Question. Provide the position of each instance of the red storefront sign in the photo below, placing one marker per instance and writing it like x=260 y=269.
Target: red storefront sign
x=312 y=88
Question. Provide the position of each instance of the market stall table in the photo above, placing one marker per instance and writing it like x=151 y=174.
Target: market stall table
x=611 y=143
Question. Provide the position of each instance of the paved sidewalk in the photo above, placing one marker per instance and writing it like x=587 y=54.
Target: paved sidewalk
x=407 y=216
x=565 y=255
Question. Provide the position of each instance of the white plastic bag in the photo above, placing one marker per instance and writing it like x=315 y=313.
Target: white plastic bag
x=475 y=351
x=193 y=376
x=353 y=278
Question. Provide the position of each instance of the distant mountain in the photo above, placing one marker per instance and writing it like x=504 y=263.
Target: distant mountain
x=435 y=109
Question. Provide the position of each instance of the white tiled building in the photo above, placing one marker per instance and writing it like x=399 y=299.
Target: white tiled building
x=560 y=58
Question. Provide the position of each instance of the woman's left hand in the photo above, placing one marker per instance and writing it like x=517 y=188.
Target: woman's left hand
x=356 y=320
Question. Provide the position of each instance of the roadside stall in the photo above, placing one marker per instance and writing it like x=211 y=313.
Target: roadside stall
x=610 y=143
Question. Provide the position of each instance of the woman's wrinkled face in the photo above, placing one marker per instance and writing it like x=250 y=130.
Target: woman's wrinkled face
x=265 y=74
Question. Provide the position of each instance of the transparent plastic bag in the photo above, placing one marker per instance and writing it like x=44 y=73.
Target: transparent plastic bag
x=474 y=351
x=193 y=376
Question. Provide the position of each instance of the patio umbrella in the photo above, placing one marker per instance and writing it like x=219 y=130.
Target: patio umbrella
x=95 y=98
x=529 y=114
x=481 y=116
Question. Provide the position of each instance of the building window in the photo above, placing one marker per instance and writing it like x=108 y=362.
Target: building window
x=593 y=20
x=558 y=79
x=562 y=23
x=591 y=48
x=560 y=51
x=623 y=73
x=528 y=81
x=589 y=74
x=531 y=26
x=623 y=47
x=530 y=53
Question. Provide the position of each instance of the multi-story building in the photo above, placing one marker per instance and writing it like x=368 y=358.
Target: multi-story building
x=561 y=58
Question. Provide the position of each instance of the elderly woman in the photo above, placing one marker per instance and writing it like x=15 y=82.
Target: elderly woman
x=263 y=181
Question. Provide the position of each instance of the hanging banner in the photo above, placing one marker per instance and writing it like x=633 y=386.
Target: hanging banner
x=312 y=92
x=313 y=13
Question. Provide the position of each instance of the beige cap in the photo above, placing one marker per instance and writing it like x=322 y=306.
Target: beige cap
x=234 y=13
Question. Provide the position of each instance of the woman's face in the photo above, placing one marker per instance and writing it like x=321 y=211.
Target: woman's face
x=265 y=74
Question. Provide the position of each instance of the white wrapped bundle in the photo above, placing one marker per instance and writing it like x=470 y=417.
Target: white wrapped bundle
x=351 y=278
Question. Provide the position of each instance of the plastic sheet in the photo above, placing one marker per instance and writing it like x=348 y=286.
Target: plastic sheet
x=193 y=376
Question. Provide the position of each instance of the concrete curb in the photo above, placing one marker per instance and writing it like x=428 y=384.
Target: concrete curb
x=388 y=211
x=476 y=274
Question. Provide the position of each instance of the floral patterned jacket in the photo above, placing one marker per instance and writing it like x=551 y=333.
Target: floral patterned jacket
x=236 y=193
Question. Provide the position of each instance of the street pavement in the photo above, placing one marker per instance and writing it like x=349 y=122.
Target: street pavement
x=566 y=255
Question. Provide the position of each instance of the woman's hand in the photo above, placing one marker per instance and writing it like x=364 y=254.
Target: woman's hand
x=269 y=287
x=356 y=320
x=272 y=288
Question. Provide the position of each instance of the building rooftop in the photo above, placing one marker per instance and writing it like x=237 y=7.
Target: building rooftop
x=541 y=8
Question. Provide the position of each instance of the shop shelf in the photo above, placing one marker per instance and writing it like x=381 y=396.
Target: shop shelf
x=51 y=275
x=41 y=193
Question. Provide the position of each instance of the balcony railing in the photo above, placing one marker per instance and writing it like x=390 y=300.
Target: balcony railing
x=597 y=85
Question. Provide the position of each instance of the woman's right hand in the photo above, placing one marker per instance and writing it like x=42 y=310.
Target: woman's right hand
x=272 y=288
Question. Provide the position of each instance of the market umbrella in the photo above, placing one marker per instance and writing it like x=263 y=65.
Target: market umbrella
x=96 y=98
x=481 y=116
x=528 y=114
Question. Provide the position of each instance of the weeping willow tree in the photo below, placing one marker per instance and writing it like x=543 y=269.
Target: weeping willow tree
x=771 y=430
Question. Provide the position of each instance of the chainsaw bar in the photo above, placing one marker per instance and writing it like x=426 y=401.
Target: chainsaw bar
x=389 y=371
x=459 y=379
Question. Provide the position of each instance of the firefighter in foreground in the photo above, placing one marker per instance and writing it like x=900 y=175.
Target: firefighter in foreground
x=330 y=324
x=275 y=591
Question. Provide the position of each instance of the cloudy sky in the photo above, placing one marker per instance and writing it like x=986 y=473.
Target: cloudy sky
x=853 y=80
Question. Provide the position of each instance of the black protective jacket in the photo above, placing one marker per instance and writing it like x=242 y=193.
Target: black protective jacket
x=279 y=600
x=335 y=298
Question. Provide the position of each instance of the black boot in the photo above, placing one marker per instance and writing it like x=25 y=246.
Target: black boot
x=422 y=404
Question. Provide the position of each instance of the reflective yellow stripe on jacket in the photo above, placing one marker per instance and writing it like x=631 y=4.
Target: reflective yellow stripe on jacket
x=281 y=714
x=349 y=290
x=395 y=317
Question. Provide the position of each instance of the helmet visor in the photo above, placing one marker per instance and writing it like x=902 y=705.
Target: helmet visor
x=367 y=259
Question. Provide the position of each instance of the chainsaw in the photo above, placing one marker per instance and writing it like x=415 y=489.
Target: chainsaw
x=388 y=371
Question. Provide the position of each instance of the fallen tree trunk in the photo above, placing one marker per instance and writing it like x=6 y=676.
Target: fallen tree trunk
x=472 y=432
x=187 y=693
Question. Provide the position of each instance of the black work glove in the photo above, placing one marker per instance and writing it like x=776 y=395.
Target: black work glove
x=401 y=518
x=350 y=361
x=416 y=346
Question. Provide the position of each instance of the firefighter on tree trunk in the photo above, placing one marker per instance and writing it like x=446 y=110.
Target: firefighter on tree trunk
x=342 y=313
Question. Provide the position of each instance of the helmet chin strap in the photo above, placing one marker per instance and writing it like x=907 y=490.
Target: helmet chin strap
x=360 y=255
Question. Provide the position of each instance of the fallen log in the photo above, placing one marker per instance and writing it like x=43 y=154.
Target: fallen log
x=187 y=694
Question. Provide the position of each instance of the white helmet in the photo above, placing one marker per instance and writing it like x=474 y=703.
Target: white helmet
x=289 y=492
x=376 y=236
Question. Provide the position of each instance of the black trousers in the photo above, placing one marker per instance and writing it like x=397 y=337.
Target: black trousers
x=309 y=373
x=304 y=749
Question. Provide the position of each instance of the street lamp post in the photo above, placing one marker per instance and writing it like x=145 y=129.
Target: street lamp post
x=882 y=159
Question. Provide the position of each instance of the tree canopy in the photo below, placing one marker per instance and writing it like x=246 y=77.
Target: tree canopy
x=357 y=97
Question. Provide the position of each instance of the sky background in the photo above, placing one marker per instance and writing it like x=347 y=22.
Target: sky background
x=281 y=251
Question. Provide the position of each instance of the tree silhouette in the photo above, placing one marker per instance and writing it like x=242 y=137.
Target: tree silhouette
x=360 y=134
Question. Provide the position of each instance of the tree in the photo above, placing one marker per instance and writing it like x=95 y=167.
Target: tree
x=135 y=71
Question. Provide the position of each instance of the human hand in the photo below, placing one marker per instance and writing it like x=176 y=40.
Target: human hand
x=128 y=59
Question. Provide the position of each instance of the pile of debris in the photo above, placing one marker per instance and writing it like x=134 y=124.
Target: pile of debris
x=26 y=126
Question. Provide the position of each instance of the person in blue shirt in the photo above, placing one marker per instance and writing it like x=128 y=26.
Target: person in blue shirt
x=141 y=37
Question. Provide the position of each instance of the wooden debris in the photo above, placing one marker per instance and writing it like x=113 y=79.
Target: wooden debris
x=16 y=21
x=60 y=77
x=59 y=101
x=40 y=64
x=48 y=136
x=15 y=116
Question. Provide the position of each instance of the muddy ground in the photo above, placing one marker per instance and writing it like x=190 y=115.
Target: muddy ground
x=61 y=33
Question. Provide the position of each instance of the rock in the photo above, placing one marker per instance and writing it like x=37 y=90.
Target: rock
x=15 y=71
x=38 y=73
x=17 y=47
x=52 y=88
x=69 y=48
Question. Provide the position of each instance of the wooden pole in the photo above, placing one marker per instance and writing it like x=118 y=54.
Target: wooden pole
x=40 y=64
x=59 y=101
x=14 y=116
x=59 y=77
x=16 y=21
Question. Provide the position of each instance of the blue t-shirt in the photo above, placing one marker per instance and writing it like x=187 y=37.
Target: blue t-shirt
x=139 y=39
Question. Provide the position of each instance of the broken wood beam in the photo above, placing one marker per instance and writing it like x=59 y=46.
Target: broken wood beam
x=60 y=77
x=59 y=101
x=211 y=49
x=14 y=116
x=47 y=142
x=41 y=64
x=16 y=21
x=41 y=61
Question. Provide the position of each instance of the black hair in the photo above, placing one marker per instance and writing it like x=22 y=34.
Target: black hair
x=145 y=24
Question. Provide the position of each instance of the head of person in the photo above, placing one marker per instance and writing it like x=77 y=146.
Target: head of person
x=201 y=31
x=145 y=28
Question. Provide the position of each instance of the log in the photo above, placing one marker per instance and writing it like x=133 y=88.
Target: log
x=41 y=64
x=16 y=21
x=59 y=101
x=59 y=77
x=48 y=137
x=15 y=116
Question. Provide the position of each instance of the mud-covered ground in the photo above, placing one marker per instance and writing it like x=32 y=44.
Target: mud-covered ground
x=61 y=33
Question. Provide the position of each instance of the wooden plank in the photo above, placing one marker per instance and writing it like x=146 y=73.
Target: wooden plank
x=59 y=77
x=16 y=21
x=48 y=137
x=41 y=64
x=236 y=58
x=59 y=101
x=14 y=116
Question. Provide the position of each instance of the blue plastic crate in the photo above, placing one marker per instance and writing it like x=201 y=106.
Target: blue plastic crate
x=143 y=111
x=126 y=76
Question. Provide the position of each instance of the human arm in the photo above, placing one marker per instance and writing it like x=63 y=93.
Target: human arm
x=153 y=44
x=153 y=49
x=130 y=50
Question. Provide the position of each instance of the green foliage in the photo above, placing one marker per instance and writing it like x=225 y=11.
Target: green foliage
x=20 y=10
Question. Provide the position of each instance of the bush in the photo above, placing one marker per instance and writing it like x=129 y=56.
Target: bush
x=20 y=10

GOAL OF THE EXERCISE
Print everything in the entries from the line containing "Question. Provide the position of each instance of the floral" down to the line containing "x=528 y=114", both included, unchanged.

FINISHED TASK
Question. Provide the position of each instance of the floral patterned jacket in the photo above, placing one marker per instance and writing it like x=551 y=333.
Target: floral patterned jacket
x=236 y=193
Question. Provide the position of each instance of the street pavement in the photo above, placing one marker per instance and writing it like x=349 y=122.
Target: street pavement
x=566 y=255
Question. Provide the position of each instance of the woman's hand in the photo above, placing one marker per instance and writing it like x=364 y=254.
Target: woman's hand
x=269 y=287
x=356 y=320
x=272 y=288
Question. Provide the position of each instance of the building rooftop in the photo above, placing one marker per instance and writing it like x=237 y=7.
Target: building rooftop
x=541 y=8
Question. Provide the position of each instance of the shop shelf in the photo above, placing one marker per instance and writing it like x=381 y=396.
Target: shop shelf
x=51 y=275
x=41 y=193
Question. Provide the position of each instance of the balcony railing in the photo above, placing one marker per instance and writing it like x=390 y=300.
Target: balcony railing
x=597 y=85
Question. Provide the position of each instance of the woman's right hand in the photo above, placing one marker per instance and writing it like x=42 y=310.
Target: woman's right hand
x=272 y=288
Question. Provide the position of each instance of the market umbrella in the photo above, placing one marker per instance and writing it like x=263 y=65.
Target: market umbrella
x=96 y=98
x=481 y=116
x=528 y=114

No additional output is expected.